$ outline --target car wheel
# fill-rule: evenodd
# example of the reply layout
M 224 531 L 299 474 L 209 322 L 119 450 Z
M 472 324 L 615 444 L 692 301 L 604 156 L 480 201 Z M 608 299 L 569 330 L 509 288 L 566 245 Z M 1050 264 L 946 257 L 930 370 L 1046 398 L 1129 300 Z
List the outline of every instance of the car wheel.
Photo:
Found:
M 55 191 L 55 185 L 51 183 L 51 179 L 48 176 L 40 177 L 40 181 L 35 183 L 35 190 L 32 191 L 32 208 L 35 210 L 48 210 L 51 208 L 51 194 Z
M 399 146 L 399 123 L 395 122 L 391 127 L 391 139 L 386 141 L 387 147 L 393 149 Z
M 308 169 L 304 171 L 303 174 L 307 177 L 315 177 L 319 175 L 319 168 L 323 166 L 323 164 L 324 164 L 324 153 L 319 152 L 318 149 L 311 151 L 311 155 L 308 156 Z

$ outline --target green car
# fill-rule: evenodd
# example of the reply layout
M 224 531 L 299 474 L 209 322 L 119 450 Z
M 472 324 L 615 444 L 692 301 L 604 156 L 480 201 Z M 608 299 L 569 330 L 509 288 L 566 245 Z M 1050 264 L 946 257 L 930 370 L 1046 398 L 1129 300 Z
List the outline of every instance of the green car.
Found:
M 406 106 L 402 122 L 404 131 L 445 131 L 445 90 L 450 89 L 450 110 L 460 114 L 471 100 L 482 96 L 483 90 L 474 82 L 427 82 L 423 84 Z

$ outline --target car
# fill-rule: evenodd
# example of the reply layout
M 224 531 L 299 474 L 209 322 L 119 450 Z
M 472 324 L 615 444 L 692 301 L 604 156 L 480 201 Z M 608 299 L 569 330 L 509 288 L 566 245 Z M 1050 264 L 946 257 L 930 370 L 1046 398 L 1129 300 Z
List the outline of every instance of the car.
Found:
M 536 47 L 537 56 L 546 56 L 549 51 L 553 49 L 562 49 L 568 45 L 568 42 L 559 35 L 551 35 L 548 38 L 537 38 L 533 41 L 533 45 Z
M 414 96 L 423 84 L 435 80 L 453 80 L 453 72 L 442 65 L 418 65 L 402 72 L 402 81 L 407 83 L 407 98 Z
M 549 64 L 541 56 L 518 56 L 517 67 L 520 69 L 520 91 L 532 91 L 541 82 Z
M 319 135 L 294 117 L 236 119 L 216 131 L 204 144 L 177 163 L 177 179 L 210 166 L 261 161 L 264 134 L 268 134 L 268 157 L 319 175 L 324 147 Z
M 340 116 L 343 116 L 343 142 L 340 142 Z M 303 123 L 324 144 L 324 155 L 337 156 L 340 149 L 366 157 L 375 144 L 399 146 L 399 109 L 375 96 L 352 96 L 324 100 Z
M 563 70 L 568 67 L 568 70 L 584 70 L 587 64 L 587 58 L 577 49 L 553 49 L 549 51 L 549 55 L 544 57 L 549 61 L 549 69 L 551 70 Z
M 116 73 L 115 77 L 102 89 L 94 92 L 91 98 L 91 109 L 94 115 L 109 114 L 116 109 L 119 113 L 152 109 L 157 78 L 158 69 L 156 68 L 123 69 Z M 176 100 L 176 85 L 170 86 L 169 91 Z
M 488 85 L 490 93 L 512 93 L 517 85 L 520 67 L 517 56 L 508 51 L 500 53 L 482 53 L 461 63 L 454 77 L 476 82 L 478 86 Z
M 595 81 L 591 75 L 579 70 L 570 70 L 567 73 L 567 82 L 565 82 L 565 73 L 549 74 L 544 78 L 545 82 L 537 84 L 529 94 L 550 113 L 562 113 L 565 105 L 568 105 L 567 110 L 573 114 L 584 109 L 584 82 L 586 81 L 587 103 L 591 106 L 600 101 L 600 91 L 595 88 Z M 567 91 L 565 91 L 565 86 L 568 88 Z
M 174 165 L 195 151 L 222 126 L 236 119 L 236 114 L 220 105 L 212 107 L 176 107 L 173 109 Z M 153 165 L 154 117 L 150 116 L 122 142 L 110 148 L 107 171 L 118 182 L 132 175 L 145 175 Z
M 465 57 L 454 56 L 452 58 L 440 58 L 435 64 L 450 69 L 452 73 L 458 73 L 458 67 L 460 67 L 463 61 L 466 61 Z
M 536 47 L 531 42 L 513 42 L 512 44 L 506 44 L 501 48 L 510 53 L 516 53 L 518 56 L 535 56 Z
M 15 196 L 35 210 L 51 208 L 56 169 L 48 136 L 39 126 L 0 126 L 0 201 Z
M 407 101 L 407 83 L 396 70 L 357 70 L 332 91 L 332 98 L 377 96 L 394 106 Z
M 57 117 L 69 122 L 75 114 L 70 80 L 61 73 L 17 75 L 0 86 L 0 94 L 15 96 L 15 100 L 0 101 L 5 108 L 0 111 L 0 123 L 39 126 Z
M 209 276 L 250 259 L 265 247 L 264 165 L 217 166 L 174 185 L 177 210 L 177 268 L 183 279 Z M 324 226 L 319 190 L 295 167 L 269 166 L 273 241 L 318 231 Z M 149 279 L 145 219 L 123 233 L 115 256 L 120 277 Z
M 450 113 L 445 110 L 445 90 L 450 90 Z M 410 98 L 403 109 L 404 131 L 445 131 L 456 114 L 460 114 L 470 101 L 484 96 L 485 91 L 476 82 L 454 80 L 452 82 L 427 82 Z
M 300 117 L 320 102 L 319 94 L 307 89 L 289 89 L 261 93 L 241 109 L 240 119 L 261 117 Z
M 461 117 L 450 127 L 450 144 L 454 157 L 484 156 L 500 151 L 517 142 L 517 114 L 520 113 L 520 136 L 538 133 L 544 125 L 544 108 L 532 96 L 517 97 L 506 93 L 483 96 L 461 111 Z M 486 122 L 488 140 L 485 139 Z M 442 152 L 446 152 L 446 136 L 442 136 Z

------------------------------------

_Exercise objective_
Could you copy out, word for word, every line of the records from the very first line down to and including the line that contains "M 55 191 L 55"?

_The response_
$ outline --target car wheel
# fill-rule: evenodd
# example of the reply layout
M 224 531 L 299 474 L 209 322 L 119 450 Z
M 472 324 L 615 444 L 692 301 L 604 156 L 480 201 Z M 608 299 L 569 330 L 509 288 L 566 245 Z M 1050 264 L 946 257 L 930 370 L 1046 398 L 1129 300 Z
List the outline of every instance of the car wheel.
Photo:
Found:
M 55 191 L 55 185 L 51 183 L 51 179 L 48 176 L 40 177 L 40 181 L 35 183 L 35 190 L 32 191 L 32 208 L 35 210 L 48 210 L 51 208 L 51 194 Z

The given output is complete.